Supplied data
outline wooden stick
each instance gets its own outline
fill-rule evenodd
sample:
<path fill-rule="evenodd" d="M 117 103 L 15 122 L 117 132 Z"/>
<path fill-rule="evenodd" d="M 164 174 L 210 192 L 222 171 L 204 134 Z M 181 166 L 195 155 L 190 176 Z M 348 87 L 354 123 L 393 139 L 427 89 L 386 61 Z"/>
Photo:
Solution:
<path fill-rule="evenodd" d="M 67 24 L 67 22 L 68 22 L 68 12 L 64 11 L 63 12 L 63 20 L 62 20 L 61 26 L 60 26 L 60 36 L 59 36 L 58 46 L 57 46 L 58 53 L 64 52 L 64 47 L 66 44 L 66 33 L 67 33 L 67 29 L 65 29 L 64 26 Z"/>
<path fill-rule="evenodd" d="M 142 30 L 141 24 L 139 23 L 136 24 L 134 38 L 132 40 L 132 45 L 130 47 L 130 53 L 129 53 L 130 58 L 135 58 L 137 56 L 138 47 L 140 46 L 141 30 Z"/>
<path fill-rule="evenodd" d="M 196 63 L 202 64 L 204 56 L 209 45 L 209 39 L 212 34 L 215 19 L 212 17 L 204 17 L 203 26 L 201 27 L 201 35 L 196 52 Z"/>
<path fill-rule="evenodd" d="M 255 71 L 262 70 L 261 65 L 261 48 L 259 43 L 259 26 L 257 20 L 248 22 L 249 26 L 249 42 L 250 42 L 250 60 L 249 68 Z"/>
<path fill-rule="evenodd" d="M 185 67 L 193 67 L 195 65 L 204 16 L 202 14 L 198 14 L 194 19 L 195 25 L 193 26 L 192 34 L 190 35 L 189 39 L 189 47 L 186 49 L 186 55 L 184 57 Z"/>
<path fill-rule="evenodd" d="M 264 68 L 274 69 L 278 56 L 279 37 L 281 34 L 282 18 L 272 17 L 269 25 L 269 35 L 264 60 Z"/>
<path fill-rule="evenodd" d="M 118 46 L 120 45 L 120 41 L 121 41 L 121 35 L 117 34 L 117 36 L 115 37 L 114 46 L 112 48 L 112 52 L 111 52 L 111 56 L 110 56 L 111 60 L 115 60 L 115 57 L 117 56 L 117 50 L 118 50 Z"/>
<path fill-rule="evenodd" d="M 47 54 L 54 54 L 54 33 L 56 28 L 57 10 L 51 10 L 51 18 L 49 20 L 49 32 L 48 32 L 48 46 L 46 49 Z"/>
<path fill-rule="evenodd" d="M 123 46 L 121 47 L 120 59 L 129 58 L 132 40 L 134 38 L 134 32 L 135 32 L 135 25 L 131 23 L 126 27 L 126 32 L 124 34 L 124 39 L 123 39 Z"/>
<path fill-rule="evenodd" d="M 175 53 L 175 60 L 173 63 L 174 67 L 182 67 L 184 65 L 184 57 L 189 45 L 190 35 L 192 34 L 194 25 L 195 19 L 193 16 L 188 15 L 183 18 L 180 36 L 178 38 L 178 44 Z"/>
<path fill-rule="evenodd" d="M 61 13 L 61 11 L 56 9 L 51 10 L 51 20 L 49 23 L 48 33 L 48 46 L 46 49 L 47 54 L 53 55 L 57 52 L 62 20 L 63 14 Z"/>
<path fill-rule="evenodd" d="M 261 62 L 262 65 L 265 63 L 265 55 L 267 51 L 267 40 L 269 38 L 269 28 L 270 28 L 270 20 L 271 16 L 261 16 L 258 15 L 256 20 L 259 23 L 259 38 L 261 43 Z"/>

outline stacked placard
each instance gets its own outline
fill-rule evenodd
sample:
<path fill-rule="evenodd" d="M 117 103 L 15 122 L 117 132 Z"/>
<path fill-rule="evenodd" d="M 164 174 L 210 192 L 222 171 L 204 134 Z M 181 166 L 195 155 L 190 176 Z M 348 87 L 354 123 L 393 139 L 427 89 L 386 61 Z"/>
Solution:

Exercise directions
Repeat the data in full, keeping each word exactly as it is.

Solution to this task
outline wooden stick
each instance gets its own outline
fill-rule evenodd
sample:
<path fill-rule="evenodd" d="M 117 103 L 15 122 L 117 132 Z"/>
<path fill-rule="evenodd" d="M 164 174 L 210 192 L 222 171 L 204 134 Z M 181 166 L 195 155 L 190 176 Z M 348 87 L 354 123 L 393 139 L 427 89 L 386 61 Z"/>
Photo:
Solution:
<path fill-rule="evenodd" d="M 67 24 L 67 22 L 68 22 L 68 12 L 64 11 L 63 12 L 63 20 L 62 20 L 61 26 L 60 26 L 60 36 L 59 36 L 58 46 L 57 46 L 58 53 L 64 52 L 64 47 L 66 44 L 66 33 L 67 33 L 67 29 L 65 29 L 64 26 Z"/>
<path fill-rule="evenodd" d="M 142 30 L 141 24 L 139 23 L 136 24 L 134 38 L 132 40 L 132 45 L 130 47 L 130 53 L 129 53 L 130 58 L 135 58 L 137 56 L 138 47 L 140 46 L 141 30 Z"/>
<path fill-rule="evenodd" d="M 196 63 L 202 64 L 204 56 L 209 45 L 209 39 L 212 34 L 215 19 L 212 17 L 204 17 L 203 26 L 201 27 L 201 35 L 196 52 Z"/>
<path fill-rule="evenodd" d="M 255 71 L 262 70 L 261 65 L 261 48 L 259 43 L 259 26 L 257 20 L 248 22 L 249 26 L 249 42 L 250 42 L 250 60 L 249 68 Z"/>
<path fill-rule="evenodd" d="M 185 67 L 193 67 L 195 65 L 204 16 L 202 14 L 198 14 L 194 19 L 195 25 L 193 26 L 192 34 L 190 35 L 189 39 L 189 47 L 186 49 L 186 55 L 184 57 Z"/>
<path fill-rule="evenodd" d="M 264 68 L 274 69 L 278 56 L 279 37 L 281 34 L 282 18 L 272 17 L 269 25 L 269 35 L 264 60 Z"/>
<path fill-rule="evenodd" d="M 118 46 L 120 45 L 120 41 L 121 41 L 121 35 L 117 34 L 117 36 L 115 37 L 114 46 L 112 48 L 112 52 L 111 52 L 111 56 L 110 56 L 111 60 L 115 60 L 115 57 L 117 56 L 117 50 L 118 50 Z"/>
<path fill-rule="evenodd" d="M 47 54 L 54 54 L 54 33 L 56 28 L 57 10 L 51 10 L 51 18 L 49 20 L 49 32 L 48 32 L 48 46 L 46 49 Z"/>
<path fill-rule="evenodd" d="M 123 46 L 121 47 L 120 59 L 129 58 L 132 40 L 134 38 L 134 32 L 135 32 L 135 25 L 131 23 L 126 27 L 126 32 L 124 34 L 124 39 L 123 39 Z"/>
<path fill-rule="evenodd" d="M 175 53 L 175 60 L 173 63 L 174 67 L 182 67 L 184 65 L 184 57 L 189 45 L 190 35 L 192 34 L 194 25 L 195 19 L 193 16 L 188 15 L 183 18 L 180 36 L 178 38 L 178 44 Z"/>
<path fill-rule="evenodd" d="M 61 13 L 61 11 L 56 9 L 51 10 L 51 20 L 49 23 L 48 33 L 48 46 L 46 49 L 47 54 L 53 55 L 57 52 L 62 20 L 63 14 Z"/>
<path fill-rule="evenodd" d="M 261 62 L 262 65 L 265 63 L 265 55 L 267 51 L 267 40 L 269 38 L 269 28 L 270 28 L 270 20 L 271 16 L 261 16 L 258 15 L 256 20 L 259 23 L 259 38 L 261 43 Z"/>

outline stacked placard
each instance gets its own outline
fill-rule evenodd
sample:
<path fill-rule="evenodd" d="M 117 103 L 15 122 L 117 132 Z"/>
<path fill-rule="evenodd" d="M 164 174 L 210 192 L 222 171 L 204 134 Z M 181 166 L 195 155 L 190 176 Z M 348 87 L 354 123 L 393 139 L 427 89 L 386 61 Z"/>
Solution:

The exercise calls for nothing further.